WHAT YOU SHOULD DO: Please find each line in the listing below that contains the word "tent", matching case exactly, and copy every such line in full.

::::::::

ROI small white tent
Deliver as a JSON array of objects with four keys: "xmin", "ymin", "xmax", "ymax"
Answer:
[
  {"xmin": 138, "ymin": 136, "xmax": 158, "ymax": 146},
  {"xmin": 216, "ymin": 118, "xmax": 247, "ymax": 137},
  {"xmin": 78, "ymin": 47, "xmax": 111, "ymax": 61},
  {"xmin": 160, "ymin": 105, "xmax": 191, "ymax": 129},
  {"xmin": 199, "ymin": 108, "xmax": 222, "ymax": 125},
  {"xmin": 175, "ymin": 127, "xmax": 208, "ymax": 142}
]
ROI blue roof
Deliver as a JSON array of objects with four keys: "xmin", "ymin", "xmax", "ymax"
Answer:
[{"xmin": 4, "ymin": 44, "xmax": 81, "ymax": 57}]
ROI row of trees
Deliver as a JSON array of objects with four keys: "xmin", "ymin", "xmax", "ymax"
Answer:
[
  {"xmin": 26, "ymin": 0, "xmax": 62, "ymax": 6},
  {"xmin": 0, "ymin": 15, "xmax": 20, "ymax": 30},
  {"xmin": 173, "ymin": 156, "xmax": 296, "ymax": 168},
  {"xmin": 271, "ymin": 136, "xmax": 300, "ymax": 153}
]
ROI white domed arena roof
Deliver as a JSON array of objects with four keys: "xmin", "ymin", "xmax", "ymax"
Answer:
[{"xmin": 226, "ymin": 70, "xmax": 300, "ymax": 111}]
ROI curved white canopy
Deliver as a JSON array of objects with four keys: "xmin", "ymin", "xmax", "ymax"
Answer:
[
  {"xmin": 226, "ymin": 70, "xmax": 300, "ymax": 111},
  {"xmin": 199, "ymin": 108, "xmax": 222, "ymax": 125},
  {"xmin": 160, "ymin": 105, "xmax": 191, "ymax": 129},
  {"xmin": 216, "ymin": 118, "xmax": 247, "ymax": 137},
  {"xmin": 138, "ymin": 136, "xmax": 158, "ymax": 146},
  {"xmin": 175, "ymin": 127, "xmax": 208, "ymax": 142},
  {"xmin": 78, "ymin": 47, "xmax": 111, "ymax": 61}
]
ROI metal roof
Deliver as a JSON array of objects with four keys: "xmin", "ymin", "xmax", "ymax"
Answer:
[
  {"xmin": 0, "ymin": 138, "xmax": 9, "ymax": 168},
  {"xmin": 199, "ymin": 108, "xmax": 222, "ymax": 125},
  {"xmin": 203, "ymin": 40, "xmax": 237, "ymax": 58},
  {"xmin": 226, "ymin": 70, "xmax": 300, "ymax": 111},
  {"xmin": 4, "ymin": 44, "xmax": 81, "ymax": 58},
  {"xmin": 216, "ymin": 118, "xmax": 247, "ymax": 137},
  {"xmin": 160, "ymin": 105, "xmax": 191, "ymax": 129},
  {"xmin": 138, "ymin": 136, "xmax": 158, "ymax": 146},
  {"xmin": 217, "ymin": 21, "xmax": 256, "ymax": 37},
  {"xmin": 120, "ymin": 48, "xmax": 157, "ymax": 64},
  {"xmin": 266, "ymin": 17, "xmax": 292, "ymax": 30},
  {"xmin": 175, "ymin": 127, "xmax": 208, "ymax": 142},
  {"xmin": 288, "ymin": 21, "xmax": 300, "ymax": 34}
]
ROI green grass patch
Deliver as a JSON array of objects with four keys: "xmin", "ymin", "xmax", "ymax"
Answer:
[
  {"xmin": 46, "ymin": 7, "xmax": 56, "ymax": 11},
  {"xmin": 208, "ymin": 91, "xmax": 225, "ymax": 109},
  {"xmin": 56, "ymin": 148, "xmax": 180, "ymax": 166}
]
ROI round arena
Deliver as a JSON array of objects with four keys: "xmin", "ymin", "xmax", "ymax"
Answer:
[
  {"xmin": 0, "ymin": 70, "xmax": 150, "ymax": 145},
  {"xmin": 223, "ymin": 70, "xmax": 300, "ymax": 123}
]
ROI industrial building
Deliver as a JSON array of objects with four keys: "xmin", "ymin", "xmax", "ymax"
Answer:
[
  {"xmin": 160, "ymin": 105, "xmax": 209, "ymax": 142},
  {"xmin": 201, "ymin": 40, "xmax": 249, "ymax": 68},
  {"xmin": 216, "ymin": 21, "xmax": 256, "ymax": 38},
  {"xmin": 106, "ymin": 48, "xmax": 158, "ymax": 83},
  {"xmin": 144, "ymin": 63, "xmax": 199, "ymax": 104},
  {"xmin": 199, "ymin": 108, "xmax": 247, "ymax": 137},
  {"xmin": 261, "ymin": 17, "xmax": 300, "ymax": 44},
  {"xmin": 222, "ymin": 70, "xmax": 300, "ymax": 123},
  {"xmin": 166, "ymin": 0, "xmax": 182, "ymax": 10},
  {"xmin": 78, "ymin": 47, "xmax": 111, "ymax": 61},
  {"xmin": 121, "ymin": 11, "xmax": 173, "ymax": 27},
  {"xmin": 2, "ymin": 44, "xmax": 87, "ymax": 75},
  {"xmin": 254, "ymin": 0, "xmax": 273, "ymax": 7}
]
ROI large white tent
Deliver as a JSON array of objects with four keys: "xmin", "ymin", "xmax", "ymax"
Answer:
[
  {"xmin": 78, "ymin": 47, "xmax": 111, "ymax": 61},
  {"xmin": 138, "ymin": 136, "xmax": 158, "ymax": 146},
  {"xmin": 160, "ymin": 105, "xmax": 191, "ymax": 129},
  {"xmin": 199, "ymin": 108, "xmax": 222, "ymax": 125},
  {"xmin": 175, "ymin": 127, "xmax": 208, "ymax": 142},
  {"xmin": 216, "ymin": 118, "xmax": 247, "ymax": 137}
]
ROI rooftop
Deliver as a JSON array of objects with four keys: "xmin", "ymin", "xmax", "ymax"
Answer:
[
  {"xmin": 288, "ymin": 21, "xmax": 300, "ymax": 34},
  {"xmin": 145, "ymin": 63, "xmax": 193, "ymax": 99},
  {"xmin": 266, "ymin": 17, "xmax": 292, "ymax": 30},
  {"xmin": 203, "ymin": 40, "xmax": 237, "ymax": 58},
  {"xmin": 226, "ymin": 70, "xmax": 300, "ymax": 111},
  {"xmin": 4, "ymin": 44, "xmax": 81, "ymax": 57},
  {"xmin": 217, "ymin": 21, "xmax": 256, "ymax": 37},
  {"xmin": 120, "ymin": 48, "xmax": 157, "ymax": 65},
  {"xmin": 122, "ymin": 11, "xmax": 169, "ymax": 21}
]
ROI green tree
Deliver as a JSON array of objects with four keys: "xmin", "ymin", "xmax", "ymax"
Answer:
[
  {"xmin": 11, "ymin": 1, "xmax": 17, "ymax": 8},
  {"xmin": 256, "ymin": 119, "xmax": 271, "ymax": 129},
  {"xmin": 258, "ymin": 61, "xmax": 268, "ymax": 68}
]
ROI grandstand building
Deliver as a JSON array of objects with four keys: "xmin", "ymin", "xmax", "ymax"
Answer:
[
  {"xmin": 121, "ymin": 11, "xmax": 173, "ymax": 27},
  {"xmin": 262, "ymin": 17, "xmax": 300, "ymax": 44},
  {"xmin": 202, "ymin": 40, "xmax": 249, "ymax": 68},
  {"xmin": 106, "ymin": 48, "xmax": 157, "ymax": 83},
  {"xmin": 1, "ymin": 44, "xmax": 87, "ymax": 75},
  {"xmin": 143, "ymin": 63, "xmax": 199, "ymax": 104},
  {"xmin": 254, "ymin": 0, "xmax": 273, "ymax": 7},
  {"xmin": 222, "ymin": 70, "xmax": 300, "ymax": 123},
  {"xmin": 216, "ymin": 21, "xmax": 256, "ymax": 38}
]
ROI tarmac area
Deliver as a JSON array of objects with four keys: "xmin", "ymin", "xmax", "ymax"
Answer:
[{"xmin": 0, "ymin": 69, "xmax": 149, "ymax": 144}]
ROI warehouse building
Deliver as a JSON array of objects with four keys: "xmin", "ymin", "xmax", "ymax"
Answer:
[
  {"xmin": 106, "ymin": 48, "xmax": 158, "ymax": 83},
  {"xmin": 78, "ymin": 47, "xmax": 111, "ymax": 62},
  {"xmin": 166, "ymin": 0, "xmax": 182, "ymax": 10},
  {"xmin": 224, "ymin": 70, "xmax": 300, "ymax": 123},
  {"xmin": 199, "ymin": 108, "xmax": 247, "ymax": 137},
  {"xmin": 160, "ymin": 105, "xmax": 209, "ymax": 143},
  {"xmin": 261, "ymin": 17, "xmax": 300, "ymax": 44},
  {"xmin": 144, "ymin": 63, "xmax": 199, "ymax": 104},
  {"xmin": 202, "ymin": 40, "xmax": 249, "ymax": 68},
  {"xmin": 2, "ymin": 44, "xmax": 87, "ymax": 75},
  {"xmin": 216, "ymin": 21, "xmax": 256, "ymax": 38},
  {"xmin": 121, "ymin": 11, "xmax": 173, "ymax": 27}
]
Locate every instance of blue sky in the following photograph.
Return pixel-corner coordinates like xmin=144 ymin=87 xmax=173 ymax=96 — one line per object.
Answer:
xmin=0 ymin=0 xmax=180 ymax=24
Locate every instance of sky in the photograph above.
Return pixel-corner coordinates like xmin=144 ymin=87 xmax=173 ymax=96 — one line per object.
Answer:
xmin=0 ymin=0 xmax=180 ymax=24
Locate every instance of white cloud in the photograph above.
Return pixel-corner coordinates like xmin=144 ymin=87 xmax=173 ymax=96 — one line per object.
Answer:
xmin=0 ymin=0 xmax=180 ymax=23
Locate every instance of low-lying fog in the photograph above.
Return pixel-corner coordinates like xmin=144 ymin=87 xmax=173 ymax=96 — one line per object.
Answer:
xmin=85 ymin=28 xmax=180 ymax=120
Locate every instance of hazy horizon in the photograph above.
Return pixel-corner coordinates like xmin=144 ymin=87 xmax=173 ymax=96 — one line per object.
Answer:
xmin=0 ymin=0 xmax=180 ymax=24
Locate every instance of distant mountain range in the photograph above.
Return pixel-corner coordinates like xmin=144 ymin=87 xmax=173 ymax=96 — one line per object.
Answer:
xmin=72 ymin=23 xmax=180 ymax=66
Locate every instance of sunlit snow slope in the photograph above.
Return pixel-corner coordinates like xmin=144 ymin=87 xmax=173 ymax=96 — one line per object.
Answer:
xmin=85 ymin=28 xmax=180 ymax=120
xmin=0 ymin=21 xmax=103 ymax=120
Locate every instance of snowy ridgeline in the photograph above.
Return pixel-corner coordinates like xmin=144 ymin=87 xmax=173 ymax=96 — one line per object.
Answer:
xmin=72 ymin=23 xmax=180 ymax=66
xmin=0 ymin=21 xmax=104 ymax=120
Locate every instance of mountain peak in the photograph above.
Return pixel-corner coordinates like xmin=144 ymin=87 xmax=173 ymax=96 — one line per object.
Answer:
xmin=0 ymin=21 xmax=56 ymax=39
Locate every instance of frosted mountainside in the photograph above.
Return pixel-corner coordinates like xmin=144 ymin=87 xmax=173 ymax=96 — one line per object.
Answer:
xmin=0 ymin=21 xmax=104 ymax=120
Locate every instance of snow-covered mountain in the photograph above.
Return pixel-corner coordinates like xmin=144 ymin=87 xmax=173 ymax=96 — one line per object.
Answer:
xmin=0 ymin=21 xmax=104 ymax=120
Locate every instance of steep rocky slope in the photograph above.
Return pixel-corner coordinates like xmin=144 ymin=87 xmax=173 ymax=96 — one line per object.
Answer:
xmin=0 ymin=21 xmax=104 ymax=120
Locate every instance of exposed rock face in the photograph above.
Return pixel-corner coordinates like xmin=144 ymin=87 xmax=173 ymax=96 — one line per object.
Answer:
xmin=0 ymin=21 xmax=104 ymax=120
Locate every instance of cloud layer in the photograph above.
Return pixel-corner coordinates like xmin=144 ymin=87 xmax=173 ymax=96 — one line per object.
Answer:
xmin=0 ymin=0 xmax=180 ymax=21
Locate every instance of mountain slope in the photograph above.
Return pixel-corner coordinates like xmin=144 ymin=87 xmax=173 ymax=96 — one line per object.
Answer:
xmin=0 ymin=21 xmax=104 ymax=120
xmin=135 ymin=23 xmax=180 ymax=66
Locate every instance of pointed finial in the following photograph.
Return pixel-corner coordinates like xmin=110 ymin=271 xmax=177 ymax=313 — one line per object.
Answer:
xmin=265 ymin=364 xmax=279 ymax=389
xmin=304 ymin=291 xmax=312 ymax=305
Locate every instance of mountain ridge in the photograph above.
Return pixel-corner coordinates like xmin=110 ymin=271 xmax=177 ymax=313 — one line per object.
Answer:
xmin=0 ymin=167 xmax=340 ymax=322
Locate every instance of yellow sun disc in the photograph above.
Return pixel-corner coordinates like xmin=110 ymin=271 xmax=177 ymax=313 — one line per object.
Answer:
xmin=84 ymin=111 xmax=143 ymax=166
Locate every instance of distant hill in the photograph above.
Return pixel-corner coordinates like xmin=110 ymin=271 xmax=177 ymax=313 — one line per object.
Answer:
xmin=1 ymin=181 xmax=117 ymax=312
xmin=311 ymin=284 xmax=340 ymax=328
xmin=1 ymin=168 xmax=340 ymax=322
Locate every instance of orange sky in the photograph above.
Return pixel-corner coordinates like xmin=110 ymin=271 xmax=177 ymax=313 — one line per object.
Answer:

::::::::

RESPONSE FOR THIS EXERCISE:
ROI small white tent
ROI large white tent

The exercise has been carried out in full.